____ Material supplied

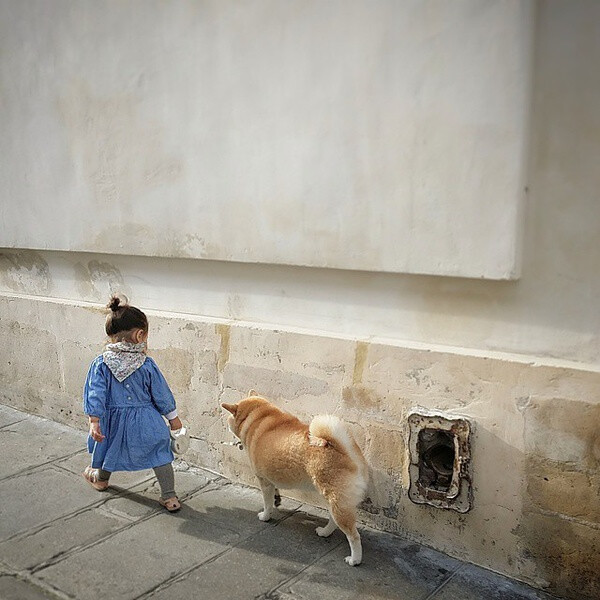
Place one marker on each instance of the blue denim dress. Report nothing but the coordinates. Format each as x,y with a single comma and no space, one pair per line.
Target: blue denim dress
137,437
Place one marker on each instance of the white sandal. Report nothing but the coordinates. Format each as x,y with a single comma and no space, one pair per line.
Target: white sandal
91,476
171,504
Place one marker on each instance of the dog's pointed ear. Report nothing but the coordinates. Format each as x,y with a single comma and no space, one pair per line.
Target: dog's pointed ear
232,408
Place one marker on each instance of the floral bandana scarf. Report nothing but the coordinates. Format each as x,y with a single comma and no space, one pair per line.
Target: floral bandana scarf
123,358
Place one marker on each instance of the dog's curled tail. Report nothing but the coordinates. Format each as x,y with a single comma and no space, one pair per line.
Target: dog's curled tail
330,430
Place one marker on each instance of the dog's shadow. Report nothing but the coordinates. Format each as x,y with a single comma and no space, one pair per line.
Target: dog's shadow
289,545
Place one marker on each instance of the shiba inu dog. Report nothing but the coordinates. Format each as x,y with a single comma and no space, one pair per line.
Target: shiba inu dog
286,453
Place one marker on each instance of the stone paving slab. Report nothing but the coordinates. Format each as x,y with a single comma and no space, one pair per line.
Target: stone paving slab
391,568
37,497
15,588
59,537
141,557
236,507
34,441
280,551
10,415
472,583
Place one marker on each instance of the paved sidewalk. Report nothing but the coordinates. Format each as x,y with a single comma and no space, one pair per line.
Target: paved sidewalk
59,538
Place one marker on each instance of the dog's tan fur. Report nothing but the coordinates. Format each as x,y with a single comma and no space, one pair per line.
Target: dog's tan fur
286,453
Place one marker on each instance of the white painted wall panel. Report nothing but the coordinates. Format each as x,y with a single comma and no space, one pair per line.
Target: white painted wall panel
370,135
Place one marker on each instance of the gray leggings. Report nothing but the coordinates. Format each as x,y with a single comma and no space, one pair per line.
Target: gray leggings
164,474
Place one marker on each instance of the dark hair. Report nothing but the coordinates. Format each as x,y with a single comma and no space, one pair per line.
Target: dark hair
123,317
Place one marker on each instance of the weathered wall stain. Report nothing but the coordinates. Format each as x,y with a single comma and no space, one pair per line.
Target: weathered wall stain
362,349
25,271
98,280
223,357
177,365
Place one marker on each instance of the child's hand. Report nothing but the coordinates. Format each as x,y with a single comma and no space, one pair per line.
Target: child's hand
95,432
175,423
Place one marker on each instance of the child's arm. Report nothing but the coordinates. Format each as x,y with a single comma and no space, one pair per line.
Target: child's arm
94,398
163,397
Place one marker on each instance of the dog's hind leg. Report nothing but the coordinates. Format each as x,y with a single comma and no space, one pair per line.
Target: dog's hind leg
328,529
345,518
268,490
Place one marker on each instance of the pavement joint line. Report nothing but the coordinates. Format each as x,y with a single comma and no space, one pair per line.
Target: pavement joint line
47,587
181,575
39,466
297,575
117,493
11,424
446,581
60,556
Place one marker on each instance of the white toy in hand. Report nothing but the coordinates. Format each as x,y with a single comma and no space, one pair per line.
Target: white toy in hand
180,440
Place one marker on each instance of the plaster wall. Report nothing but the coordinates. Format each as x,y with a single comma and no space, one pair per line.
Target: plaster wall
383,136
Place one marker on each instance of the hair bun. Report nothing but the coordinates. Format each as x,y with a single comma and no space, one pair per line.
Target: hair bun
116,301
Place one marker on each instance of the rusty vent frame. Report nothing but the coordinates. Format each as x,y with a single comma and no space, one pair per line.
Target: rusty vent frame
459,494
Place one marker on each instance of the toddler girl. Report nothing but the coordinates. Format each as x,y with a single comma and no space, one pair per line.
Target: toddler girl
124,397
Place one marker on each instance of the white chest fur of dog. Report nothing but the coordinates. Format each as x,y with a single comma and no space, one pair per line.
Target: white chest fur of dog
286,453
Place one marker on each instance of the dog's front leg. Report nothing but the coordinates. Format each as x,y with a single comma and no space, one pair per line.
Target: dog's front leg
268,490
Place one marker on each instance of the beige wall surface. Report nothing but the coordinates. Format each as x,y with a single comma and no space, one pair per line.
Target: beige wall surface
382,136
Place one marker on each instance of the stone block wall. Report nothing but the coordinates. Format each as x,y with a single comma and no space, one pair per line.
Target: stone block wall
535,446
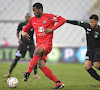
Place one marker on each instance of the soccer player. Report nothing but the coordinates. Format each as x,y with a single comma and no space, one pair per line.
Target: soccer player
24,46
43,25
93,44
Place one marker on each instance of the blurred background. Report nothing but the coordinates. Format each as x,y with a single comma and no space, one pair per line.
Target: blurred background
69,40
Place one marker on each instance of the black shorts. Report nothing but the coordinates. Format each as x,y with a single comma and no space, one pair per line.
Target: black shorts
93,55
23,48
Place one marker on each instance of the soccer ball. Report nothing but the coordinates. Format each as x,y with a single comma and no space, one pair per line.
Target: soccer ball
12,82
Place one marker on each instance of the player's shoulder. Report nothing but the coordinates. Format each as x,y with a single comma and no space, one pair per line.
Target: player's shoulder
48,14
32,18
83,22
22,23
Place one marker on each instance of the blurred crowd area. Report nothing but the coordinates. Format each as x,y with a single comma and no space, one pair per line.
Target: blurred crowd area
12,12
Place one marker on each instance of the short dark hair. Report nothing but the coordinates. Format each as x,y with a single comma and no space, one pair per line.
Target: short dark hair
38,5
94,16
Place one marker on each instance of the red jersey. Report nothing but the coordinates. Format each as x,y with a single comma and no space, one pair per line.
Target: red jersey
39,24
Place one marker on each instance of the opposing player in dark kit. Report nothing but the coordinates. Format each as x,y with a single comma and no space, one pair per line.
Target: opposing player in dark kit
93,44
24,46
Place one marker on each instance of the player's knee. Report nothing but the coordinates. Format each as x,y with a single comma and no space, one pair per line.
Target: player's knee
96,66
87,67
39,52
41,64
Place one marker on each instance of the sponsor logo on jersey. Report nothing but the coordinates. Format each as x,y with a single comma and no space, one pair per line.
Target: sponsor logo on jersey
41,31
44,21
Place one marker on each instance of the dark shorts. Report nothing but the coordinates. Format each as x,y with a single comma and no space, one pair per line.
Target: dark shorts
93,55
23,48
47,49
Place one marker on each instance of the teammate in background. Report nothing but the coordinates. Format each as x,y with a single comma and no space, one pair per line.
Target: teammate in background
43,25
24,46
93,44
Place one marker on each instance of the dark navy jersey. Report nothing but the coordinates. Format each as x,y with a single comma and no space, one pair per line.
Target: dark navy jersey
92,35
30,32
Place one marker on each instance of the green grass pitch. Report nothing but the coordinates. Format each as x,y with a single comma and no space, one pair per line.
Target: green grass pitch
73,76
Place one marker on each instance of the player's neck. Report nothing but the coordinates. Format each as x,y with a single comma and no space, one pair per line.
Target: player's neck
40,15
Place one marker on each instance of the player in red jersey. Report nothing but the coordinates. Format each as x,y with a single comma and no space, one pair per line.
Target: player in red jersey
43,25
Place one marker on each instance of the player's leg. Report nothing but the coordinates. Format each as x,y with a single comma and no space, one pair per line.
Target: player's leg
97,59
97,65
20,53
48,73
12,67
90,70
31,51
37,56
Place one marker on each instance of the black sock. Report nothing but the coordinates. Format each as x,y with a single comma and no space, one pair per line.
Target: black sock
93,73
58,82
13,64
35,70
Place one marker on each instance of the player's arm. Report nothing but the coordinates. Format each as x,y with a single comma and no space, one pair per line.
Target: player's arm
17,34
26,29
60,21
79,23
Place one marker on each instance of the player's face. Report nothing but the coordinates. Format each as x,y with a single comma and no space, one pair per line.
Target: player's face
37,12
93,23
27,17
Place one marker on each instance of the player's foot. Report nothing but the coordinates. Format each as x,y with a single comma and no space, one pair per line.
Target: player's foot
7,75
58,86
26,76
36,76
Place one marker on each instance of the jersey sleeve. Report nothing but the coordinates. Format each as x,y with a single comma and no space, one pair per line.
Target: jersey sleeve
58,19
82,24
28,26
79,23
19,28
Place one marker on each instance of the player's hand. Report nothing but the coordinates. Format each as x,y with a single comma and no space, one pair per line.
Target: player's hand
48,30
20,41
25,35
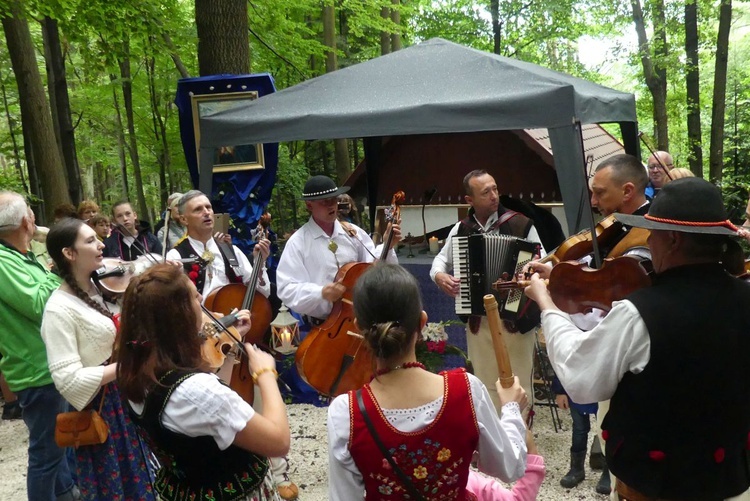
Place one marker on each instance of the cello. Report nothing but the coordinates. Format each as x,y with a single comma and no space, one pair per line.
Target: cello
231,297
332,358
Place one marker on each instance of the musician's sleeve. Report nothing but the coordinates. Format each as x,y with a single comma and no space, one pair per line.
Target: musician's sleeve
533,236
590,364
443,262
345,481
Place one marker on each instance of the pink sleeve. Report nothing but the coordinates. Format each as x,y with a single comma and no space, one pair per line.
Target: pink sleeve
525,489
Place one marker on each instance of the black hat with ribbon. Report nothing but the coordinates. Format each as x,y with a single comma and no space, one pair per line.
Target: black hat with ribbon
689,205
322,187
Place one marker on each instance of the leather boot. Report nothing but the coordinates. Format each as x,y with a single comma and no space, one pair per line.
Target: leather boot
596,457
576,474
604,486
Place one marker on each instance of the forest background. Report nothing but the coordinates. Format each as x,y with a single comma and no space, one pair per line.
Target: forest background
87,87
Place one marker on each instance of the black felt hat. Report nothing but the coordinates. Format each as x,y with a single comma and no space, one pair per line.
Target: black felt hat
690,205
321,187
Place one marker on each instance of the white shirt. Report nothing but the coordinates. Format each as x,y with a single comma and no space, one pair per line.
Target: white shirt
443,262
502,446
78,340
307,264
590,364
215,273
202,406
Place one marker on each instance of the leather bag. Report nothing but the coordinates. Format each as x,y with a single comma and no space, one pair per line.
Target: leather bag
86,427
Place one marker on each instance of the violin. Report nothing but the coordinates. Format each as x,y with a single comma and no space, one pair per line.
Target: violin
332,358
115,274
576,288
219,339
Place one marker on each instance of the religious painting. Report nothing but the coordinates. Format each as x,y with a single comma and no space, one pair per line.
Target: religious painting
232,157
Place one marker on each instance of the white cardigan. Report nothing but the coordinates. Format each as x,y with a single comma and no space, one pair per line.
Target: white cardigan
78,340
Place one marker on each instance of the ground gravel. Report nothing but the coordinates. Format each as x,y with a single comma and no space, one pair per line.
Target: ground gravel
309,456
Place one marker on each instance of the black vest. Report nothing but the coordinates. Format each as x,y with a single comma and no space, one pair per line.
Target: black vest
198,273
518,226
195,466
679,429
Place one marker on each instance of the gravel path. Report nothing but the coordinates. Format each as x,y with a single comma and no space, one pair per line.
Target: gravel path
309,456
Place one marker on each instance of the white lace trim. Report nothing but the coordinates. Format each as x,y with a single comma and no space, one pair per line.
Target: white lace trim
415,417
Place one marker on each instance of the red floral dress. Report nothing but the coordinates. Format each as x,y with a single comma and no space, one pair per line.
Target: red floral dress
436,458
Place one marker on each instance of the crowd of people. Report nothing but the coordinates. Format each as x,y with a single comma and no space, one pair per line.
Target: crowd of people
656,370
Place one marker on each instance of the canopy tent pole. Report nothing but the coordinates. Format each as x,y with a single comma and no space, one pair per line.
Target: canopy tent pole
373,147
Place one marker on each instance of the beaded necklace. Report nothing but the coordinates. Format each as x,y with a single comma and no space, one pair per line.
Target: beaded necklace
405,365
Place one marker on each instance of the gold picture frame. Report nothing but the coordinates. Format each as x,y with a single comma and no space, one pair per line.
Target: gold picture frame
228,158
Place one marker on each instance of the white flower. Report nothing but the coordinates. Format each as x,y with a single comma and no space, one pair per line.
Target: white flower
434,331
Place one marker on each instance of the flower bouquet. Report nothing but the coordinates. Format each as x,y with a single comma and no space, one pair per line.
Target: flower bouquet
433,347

________

The problem: From the line with "Place one marker on each instance of the crowd" to the last line of the material, give every line again exactly, and only those lines.

Written solution:
Place one marker on each instance of the crowd of people. Report nothing but the coordinates. Format each as x,y with a single comma and no space, one pair per line.
Target: crowd of people
656,370
Place one marker on each instance of the canopy tent pole. Report nothing but the coordinates. Format each as x,y with a single comma and no space, one pair per line.
Target: canopy tent pole
373,147
Place one marker on each instance of the beaded necklace. Report nothing but the coordinates. Format each as x,y with a single comma and no space, one pair per line.
Target: beaded necklace
405,365
Place one marker on each instance of the gold picture frame. Report nothing but the coordinates. Format each as x,y with a single comma and no space, one pair per line.
Target: gold picture frame
228,158
Place one marker on each instance of the white flower. Report nothing but the coordinates. Format each as x,y with a single comma and no space, one pair per line.
Target: white flower
434,331
Place one marker on each instance of the flower bouquet. Report nothing but the coordinates. Format each as x,y with a single comma and no space, one pair per line.
Target: flower bouquet
433,347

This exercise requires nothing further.